## [Assignment]
Each line from the one holding "[indicate] the waterfall" through the final line of the data below is to be given again exactly, and no other line is to appear.

## [Given records]
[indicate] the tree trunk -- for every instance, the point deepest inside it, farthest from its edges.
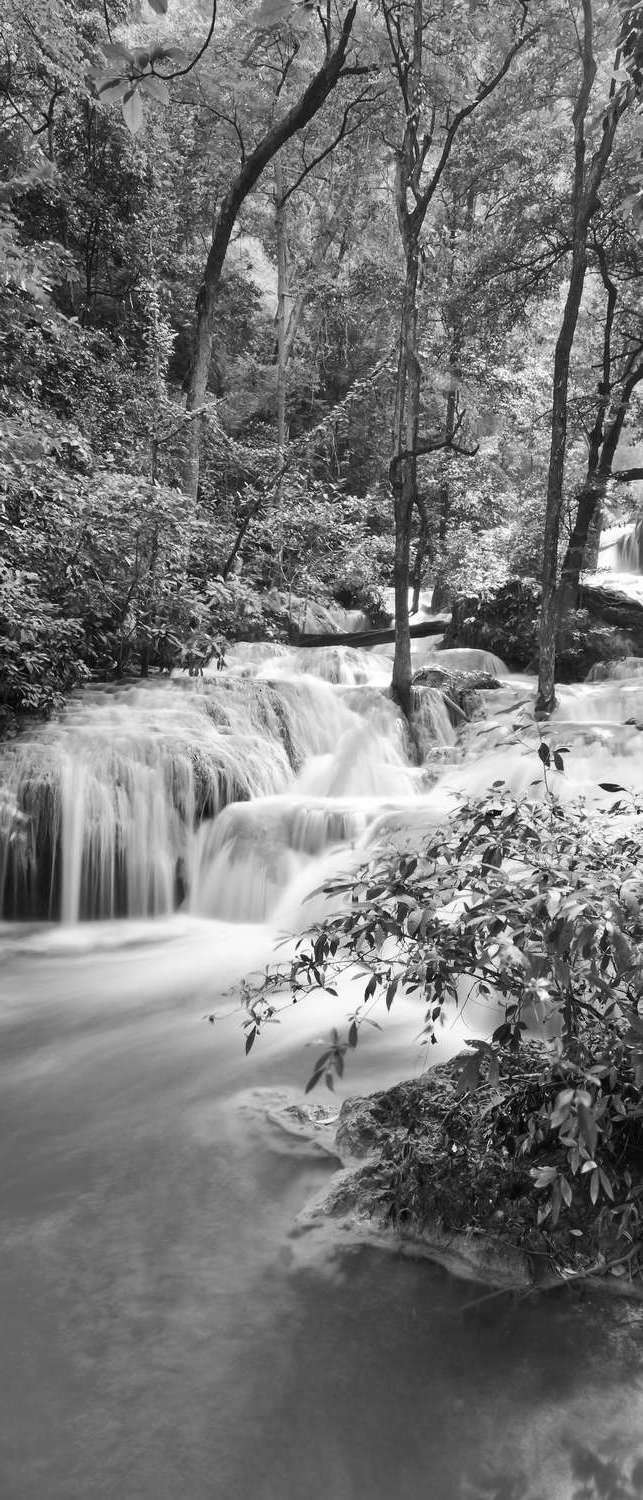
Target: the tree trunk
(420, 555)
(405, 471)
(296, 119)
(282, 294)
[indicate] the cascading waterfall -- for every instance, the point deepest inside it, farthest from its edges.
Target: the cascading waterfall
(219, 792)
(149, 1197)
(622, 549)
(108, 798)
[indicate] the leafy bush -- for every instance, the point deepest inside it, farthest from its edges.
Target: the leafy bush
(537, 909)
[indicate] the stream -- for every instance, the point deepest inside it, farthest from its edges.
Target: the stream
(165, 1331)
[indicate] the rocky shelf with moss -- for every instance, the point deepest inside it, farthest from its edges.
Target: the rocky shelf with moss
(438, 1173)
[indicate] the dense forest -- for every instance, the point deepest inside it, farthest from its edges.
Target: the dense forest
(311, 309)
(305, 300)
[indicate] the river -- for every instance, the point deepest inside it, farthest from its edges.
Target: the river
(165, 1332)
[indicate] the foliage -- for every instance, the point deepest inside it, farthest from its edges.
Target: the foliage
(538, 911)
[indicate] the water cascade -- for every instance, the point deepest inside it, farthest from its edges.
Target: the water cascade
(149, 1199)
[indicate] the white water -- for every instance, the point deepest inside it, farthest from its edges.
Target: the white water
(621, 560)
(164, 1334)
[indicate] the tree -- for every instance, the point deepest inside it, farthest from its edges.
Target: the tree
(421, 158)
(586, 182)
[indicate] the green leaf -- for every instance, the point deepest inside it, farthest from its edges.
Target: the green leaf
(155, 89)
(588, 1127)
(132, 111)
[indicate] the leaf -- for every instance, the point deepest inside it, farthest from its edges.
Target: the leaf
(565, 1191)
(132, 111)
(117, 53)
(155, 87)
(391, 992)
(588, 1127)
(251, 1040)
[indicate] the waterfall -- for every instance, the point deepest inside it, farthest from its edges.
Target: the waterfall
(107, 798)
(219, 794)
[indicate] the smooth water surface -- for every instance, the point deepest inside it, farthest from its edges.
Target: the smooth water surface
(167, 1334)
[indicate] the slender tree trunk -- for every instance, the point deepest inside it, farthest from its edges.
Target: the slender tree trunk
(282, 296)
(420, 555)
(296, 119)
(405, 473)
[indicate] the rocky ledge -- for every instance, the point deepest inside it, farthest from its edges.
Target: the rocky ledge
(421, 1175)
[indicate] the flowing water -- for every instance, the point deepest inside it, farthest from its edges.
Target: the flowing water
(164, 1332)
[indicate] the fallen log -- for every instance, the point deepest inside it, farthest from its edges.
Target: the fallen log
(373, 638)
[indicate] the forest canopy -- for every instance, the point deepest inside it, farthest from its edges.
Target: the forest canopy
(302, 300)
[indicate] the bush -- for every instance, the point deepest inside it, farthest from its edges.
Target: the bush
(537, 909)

## [Written response]
[indicate] the waterfall -- for every instance, the point deepest inside it, farthest from its edges.
Target: the waterfall
(107, 798)
(219, 794)
[indicate] the smooth water surface -- for every instance, the point deepest inside it, farthest from its edges.
Target: the smooth water surface
(167, 1334)
[indicate] the slender tree trunk -- for every instance, the point deepest inside it, farthest from its edges.
Target: the slender tree trunk
(282, 296)
(420, 555)
(296, 119)
(405, 473)
[indicate] the rocky ledge -- for every instance, the point deepest inside it, farthest from its edges.
Target: the rocky ledge
(421, 1175)
[indicate] the flowing water -- for every instance, the point deepest inside it, farthest from its edges.
Target: the flowing water
(164, 1332)
[indicate] the fallen log -- for every instance, the point deepest inside it, farthest from its edges.
Target: the fallen log
(373, 638)
[indicate] the forest canopy -- for every instance, the point deepest inside it, farthest from its edges.
Target: the forest canopy
(302, 300)
[indicate] the bush -- for every instance, the point deepest inside it, farthest from its edges.
Target: the bush
(537, 909)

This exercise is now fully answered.